(Data entries)
· · ·
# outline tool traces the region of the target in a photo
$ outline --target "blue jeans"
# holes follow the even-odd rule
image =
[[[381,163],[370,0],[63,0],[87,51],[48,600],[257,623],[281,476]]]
· · ·
Reproduce every one of the rows above, line for line, with no changes.

# outline tool traces the region of the target in a photo
$ outline --target "blue jeans"
# holes follow the even-odd rule
image =
[[[381,163],[370,0],[63,0],[87,51],[48,600],[257,623],[281,476]]]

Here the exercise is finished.